Direction: Every line of the material below must be repeated exactly.

====== Working data

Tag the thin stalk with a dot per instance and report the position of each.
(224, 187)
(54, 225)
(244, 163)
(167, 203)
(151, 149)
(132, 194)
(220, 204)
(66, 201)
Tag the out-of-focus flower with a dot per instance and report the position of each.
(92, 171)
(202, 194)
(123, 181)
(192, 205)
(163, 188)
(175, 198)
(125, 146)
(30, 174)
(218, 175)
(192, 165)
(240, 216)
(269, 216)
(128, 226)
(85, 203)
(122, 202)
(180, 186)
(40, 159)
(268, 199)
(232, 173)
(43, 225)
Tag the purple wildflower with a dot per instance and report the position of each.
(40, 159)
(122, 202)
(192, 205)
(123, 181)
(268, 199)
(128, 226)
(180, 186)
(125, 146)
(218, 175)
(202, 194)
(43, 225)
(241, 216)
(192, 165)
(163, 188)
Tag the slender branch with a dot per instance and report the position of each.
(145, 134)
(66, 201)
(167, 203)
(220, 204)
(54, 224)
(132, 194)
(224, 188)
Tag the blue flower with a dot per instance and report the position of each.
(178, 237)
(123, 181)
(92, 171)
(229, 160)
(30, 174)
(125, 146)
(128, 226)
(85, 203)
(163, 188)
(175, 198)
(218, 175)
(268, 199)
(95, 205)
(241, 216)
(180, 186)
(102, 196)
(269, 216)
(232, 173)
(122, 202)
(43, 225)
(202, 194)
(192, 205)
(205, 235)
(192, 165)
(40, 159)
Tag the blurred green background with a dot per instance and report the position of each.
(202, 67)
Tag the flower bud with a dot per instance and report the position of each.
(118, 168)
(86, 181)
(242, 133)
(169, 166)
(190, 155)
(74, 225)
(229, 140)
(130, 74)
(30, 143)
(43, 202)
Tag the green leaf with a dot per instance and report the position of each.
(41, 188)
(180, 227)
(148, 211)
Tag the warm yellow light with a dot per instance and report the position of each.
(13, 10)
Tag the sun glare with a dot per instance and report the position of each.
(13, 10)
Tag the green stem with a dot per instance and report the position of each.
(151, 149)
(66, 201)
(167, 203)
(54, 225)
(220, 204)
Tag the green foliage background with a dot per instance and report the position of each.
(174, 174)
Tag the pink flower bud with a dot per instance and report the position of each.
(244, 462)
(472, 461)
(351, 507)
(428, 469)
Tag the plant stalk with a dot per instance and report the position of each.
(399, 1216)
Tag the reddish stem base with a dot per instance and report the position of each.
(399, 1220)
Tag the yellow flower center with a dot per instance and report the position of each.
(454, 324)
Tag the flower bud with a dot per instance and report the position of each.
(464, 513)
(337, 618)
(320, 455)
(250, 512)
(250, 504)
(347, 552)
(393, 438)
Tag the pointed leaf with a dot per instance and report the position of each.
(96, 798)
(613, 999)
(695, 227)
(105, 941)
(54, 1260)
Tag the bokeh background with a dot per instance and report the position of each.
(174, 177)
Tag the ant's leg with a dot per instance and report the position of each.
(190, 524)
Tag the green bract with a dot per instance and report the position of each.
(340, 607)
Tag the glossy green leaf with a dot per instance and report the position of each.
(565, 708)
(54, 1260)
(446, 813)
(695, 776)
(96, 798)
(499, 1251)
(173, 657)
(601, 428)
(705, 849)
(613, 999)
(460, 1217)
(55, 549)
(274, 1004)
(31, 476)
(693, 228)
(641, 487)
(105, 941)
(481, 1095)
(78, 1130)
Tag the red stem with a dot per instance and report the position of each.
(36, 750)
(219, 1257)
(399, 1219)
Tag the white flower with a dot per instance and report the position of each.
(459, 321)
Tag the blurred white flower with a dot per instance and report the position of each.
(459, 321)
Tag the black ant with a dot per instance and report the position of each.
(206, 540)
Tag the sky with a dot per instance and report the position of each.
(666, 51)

============

Response to this exercise:
Tag the thin stalk with a dot per instance and report the position of each.
(224, 187)
(54, 225)
(244, 163)
(167, 203)
(151, 149)
(132, 194)
(220, 204)
(66, 201)
Tag the out-of-focus flower with a dot per instance and report the position of each.
(92, 171)
(202, 194)
(123, 181)
(192, 205)
(163, 188)
(175, 198)
(125, 146)
(30, 174)
(218, 175)
(192, 165)
(240, 216)
(269, 216)
(128, 226)
(85, 203)
(122, 202)
(180, 186)
(40, 159)
(268, 199)
(232, 173)
(43, 225)
Tag the purple wildflower with a dot per instance and report the position of each.
(40, 159)
(122, 202)
(192, 205)
(123, 181)
(268, 199)
(128, 226)
(180, 186)
(125, 146)
(218, 175)
(202, 194)
(43, 225)
(241, 216)
(192, 165)
(163, 188)
Tag the slender branch with a dot per instance and report the position of each.
(145, 134)
(66, 201)
(167, 203)
(220, 204)
(54, 224)
(132, 194)
(224, 188)
Tag the blue flower with a dot per instance and report the position of each.
(178, 237)
(123, 181)
(92, 171)
(229, 160)
(30, 174)
(125, 146)
(128, 226)
(85, 203)
(163, 188)
(175, 198)
(218, 175)
(268, 199)
(95, 205)
(241, 216)
(180, 186)
(102, 196)
(269, 216)
(232, 173)
(122, 202)
(43, 225)
(202, 194)
(192, 205)
(205, 235)
(192, 165)
(40, 159)
Tag the blurred green background with a dot per instance and report the position of each.
(202, 67)
Tag the flower bud with a dot per instance and report the position of each.
(118, 168)
(86, 181)
(242, 133)
(169, 166)
(190, 155)
(74, 225)
(229, 140)
(130, 74)
(30, 143)
(43, 202)
Tag the green leaf with a dot per instance and report the position of each.
(41, 188)
(180, 227)
(148, 211)
Tag the warm yellow light with a dot per instance and report the position of each.
(13, 10)
Tag the sun glare with a dot per instance and report the position of each.
(13, 10)
Tag the green stem with a dot per instance and report the position of each.
(151, 149)
(66, 201)
(167, 203)
(54, 225)
(220, 204)
Tag the green foliage background with a dot per instance and report the position of each.
(174, 174)
Tag the pink flower bud with a dot per instance and report the position of each.
(244, 462)
(472, 461)
(351, 507)
(428, 469)
Tag the plant stalk with a dot per instance and report the position of each.
(399, 1216)
Tag the reddish stem base with a dot per instance and report the position of each.
(399, 1220)
Tag the yellow flower center with a dot per instance and report the position of each.
(454, 324)
Tag the flower bud with a dot per instance and report the position of each.
(464, 513)
(337, 618)
(320, 455)
(250, 512)
(250, 504)
(347, 552)
(393, 438)
Tag the pointed leaf with a dot per instance and report the position of each.
(96, 798)
(613, 999)
(695, 227)
(105, 941)
(54, 1260)
Tag the bokeh background with a dot per instance and report the position of each.
(174, 177)
Tag the ant's leg with a dot per instance and report the position of each.
(190, 524)
Tag the green bract with a dot per instance and report the position of each.
(340, 607)
Tag the glossy green leaf with a dot per instance and report the position of each.
(565, 708)
(54, 1260)
(446, 813)
(695, 776)
(96, 798)
(499, 1251)
(173, 657)
(601, 428)
(705, 849)
(613, 999)
(460, 1217)
(55, 549)
(274, 1004)
(31, 476)
(693, 228)
(641, 487)
(105, 941)
(481, 1095)
(78, 1130)
Tag the red stem with a dot per instance and report the position of each.
(36, 750)
(219, 1257)
(399, 1219)
Tag the white flower with a dot per instance and report the position of each.
(459, 321)
Tag the blurred white flower with a dot per instance and report the position of each.
(459, 321)
Tag the black ant with a dot per instance and report the position of each.
(206, 540)
Tag the sky with a dot per instance and report the position of each.
(666, 51)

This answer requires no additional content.